-- start DATA EXCERPTS --

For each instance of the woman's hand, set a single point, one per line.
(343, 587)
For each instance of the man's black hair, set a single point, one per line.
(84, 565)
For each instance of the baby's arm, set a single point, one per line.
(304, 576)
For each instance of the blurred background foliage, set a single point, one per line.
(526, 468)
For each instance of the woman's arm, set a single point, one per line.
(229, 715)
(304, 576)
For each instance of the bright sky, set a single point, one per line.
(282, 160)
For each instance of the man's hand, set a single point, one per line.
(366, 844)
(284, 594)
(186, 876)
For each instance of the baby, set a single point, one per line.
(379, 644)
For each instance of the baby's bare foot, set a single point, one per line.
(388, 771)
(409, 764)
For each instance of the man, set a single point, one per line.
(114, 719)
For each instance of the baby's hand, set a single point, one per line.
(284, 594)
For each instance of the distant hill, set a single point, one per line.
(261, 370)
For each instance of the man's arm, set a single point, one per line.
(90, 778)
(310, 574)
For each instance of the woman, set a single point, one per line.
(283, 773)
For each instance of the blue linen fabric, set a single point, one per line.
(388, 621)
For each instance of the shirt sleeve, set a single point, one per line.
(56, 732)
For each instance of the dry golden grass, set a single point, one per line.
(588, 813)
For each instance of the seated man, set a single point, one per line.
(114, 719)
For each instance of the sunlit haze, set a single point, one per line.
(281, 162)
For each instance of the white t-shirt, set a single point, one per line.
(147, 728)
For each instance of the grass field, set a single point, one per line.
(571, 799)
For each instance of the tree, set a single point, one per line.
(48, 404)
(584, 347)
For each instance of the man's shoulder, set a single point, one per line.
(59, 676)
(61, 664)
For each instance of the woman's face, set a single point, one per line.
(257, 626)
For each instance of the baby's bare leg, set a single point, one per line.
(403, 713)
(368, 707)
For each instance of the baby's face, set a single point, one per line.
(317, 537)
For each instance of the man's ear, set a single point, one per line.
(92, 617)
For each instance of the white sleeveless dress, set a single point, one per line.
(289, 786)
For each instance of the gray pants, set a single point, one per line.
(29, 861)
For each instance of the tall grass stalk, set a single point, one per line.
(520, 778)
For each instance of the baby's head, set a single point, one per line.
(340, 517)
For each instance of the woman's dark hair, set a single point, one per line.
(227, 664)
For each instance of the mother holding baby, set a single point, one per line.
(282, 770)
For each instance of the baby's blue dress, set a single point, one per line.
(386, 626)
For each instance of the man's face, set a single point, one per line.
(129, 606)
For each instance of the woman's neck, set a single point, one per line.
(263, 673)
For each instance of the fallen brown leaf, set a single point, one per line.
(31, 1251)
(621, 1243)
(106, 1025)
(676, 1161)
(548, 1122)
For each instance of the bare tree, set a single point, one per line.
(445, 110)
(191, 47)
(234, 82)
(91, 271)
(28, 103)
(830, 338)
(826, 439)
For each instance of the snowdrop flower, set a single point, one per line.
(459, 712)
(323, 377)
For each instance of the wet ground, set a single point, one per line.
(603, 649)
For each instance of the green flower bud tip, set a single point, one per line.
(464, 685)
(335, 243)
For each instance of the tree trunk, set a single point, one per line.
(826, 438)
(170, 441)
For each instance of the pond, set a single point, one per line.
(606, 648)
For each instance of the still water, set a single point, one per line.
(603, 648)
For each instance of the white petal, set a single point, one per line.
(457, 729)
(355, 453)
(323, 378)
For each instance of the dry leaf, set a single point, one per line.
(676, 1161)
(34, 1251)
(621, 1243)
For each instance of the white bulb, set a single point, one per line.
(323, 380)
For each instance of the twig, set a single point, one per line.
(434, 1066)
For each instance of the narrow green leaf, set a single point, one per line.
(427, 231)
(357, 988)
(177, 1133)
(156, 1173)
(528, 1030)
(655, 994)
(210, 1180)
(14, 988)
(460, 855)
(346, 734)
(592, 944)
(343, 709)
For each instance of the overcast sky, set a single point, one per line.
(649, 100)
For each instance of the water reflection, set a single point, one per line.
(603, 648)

-- end DATA EXCERPTS --

### SET EXERCISE
Copy all of the data above line for line, changing nothing.

### EXERCISE RESPONSE
For each instance of the woman's hand, set a single point, one per line.
(343, 587)
For each instance of the man's black hair, set a single point, one per line.
(84, 565)
For each instance of the baby's arm, set a single point, one per line.
(304, 576)
For each instance of the blurred background foliage, set a single point, one per line.
(526, 468)
For each instance of the woman's arm, set a single point, one per line.
(229, 715)
(304, 576)
For each instance of the bright sky, set a single point, one per line.
(282, 160)
For each instance of the man's hand, set a single point, one per line.
(366, 844)
(284, 594)
(186, 876)
For each instance of the baby, set a single point, one per line.
(379, 644)
For each instance of the baby's bare foot, set a single point, one per line.
(388, 771)
(409, 764)
For each instance of the man, set a single point, one per line.
(114, 719)
For each instance of the baby's hand, set a single point, one per line.
(284, 594)
For each instance of the distant hill, set a single point, one per line.
(261, 370)
For each instance of the man's arm, set a single point, one per line.
(90, 778)
(310, 574)
For each instance of the woman, set a single point, one per line.
(283, 773)
For each instance of the blue linen fabric, set a single point, one per line.
(388, 621)
For each instance of the shirt sleeve, set a single point, one per line.
(56, 732)
For each instance of the dry golden grass, set a single point, one per line.
(588, 813)
For each instance of the seated man, set a single point, one per line.
(114, 719)
For each instance of the sunlit haze, set a single point, one per line.
(281, 162)
For each instance of the white t-shirt, set a single point, one per line.
(147, 728)
For each instance of the grass field, set a single point, one per line.
(571, 799)
For each instance of the tree, set a single point, one per line.
(48, 404)
(584, 347)
For each instance of the man's shoulder, set a single point, one per line.
(59, 676)
(61, 664)
For each instance of the woman's face, set a single point, one per line.
(257, 626)
For each instance of the baby's bare leg, set a single point, one per line.
(403, 713)
(368, 707)
For each instance of the baby's face, set a single point, one per line.
(317, 537)
For each instance of the man's ear, set a single point, one per line.
(92, 617)
For each instance of the white sleeveless dress, set a single point, one per line.
(289, 786)
For each instance of the gray pants, set a single point, one per line.
(29, 861)
For each instance of the tall grass stalk, set a single point, one per line.
(520, 778)
For each instance of the baby's head, set a single point, one per line.
(340, 517)
For each instance of the woman's dark hair, set a single point, one per line.
(227, 664)
For each instance of the mother holding baby, set a single point, one per line.
(282, 770)
For each instance of the baby's blue dress, set a single point, one per line.
(386, 626)
For each instance of the man's face, set a single point, one per line.
(129, 606)
For each instance of the woman's neck, set a single point, one per line.
(263, 673)
For each instance of the fallen brown leaf, set a single point, one per line.
(31, 1251)
(621, 1243)
(106, 1025)
(676, 1161)
(548, 1122)
For each instance of the bare tree, set a single point, one per line.
(445, 110)
(191, 47)
(234, 82)
(91, 271)
(28, 103)
(830, 338)
(826, 439)
For each instance of the snowdrop flower, set a single point, one per line.
(459, 712)
(323, 377)
For each instance of the wet ground, set a single point, one per line.
(603, 649)
For each instance of the green flower bud tip, set a single point, one per line.
(464, 685)
(335, 243)
For each instance of the tree trunk, set a single point, one per line.
(826, 438)
(170, 441)
For each instance of the pond, set a single point, one per line.
(606, 648)
For each instance of the still water, set a single point, one per line.
(603, 648)
For each instance of the white petal, set a single point, one per line.
(457, 729)
(355, 453)
(323, 378)
For each instance of the dry leaf, set a single point, one per line.
(676, 1161)
(34, 1251)
(621, 1243)
For each instance of the white bulb, set a single point, one per line.
(323, 380)
For each instance of the twig, set a single point, one per line.
(434, 1066)
For each instance of the narrow green leaf, set a single point, one per line.
(427, 231)
(357, 988)
(177, 1133)
(156, 1173)
(528, 1030)
(655, 994)
(210, 1180)
(14, 988)
(460, 855)
(346, 734)
(592, 944)
(343, 709)
For each instance of the overcast sky, set a single point, one per line.
(649, 100)
For each instance of the water reflection, set a single point, one per line.
(603, 648)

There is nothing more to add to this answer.